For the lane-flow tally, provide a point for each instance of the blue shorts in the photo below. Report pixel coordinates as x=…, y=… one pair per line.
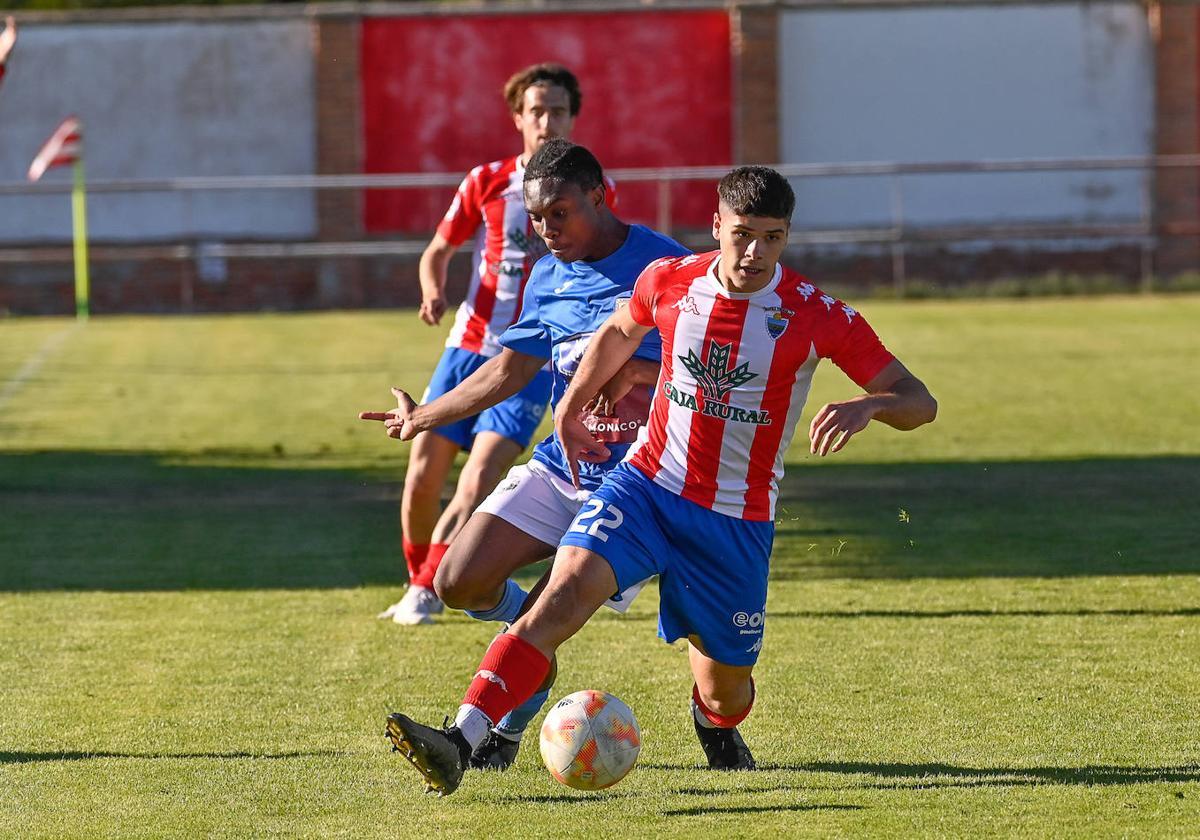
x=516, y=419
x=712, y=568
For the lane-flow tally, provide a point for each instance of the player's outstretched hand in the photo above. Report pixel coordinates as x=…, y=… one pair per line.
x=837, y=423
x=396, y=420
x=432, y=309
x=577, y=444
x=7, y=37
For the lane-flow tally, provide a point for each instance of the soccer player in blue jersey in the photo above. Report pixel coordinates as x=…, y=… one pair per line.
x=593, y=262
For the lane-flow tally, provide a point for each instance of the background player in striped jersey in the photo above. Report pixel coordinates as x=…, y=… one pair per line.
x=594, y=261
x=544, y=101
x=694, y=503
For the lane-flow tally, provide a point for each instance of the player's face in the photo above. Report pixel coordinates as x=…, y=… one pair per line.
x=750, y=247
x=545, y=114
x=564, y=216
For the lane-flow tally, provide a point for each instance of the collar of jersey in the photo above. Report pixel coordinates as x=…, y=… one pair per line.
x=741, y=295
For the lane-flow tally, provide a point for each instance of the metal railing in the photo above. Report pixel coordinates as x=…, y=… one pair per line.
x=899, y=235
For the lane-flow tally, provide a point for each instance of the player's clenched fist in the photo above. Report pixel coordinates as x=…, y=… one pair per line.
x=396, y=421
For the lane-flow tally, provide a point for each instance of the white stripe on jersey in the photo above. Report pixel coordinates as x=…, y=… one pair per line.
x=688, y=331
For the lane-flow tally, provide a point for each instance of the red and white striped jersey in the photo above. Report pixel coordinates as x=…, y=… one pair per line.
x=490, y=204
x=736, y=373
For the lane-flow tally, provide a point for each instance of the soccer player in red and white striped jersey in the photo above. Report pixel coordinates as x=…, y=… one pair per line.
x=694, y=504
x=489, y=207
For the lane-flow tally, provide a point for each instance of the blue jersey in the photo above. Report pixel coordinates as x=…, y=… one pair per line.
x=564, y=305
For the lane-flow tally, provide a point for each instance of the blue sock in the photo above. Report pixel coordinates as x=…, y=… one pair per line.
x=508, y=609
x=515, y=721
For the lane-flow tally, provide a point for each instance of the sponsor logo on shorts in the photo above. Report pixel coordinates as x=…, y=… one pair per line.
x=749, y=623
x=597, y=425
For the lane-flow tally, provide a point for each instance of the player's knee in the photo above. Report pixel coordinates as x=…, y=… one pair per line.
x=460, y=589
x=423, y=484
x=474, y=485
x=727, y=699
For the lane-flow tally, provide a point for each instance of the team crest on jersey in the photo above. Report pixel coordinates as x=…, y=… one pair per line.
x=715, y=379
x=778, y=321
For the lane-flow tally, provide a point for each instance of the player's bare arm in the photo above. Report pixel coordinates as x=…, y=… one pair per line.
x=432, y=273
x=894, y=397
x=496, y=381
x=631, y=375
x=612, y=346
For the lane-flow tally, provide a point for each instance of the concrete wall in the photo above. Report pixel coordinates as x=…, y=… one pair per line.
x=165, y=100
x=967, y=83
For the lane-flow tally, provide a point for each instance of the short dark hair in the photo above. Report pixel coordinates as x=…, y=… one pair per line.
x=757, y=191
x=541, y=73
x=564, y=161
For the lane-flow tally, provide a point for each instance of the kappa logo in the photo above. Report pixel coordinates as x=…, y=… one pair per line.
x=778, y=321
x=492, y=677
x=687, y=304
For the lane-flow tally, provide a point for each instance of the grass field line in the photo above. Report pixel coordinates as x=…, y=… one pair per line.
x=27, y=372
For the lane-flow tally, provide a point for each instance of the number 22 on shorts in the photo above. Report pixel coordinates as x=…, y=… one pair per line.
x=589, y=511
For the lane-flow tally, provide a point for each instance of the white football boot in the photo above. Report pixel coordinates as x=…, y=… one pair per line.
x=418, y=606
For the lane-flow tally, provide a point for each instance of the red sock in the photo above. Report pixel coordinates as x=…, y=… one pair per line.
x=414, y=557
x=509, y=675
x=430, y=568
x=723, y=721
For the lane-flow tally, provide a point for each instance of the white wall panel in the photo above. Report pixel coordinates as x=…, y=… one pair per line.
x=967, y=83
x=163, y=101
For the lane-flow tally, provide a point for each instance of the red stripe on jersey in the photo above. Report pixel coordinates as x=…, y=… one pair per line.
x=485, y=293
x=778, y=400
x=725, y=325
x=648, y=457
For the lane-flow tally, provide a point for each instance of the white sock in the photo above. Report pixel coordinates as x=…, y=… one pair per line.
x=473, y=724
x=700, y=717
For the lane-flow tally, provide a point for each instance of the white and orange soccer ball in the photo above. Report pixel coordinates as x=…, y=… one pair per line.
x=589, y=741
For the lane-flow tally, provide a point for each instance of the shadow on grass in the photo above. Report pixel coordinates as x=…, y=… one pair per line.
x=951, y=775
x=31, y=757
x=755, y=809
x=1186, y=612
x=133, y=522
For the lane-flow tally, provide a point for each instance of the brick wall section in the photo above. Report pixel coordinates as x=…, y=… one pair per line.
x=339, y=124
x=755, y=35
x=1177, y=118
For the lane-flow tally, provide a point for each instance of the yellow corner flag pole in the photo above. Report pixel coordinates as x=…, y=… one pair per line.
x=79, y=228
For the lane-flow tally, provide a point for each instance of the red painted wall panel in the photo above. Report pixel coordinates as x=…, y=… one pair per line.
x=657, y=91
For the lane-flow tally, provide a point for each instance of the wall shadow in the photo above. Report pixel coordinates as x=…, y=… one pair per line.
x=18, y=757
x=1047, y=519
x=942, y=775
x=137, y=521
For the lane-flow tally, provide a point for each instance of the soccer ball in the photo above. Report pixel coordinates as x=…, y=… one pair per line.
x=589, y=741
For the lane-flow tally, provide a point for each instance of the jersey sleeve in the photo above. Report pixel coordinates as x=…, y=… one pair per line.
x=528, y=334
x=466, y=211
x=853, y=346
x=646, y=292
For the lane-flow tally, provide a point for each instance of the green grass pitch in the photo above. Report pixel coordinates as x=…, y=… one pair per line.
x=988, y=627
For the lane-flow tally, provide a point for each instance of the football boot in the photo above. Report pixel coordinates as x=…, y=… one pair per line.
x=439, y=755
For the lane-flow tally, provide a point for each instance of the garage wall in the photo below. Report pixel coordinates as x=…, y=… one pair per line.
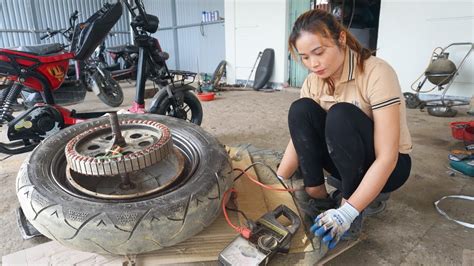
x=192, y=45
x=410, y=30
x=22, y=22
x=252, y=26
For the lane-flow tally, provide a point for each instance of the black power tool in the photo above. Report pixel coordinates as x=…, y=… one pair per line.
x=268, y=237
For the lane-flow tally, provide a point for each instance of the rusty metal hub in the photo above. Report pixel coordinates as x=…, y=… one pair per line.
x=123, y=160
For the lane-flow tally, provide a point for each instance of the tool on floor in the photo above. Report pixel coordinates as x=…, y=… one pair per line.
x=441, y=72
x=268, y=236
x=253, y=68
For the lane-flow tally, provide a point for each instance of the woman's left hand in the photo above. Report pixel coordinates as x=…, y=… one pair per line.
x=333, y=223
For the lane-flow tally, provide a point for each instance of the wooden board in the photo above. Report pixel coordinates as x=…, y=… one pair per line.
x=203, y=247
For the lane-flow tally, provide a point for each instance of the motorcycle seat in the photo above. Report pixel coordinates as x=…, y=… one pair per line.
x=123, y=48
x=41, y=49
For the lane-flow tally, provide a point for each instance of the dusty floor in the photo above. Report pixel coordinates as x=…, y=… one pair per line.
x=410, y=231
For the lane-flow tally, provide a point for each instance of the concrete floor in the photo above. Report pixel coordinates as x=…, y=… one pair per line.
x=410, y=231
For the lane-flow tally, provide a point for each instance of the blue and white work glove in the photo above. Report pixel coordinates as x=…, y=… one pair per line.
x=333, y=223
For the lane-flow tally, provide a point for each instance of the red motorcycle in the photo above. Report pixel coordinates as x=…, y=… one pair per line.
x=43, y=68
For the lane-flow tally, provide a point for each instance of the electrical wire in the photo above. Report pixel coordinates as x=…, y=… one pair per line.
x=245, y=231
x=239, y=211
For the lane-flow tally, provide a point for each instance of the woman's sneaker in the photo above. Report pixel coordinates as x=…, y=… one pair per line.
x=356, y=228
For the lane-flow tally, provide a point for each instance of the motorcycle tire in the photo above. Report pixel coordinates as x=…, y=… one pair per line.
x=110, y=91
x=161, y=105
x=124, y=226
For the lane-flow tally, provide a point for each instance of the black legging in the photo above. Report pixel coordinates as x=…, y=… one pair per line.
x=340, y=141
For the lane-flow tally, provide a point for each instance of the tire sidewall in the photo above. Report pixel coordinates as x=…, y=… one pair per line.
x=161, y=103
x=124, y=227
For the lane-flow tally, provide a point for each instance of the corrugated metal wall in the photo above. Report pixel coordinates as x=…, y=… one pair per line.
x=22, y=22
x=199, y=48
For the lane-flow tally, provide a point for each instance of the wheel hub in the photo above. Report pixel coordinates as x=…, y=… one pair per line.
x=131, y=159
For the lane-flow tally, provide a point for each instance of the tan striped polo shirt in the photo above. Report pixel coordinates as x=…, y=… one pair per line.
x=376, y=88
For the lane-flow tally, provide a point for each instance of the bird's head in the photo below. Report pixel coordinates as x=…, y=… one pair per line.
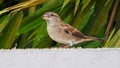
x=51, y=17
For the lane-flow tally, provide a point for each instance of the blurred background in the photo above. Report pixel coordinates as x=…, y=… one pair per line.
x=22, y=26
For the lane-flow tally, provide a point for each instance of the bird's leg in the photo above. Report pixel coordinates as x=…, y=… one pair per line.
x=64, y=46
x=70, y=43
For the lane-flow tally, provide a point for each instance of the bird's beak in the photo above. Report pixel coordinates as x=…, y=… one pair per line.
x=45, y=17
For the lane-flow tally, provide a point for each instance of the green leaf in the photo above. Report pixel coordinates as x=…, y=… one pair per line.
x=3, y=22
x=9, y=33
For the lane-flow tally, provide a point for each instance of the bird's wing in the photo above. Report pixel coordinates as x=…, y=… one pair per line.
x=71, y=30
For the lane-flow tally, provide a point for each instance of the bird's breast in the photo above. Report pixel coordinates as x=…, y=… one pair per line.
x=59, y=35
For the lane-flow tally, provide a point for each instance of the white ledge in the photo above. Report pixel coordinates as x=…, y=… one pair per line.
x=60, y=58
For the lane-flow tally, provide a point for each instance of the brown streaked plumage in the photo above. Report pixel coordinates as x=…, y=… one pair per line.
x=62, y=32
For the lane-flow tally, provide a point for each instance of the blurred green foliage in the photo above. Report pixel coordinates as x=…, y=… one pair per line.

....

§ WHAT IS EXPECTED
Render everything from the line containing "the black legging" down to the line containing "x=124, y=227", both included, as a Markdown table with columns Row and Text. Number each line in Row, put the line itself in Text, and leave out blank lines.

§ REPLY
| Row | Text |
|---|---|
| 1 | For the lane-flow tally, provide a point for each instance of the black legging in the photo above. Report pixel coordinates as x=…, y=… one pair per line. |
| 2 | x=340, y=141 |
| 3 | For the lane-flow tally, provide a point for each instance of the tire sidewall in the photo above. Report pixel coordinates as x=…, y=… one pair per line. |
| 4 | x=161, y=103 |
| 5 | x=124, y=227 |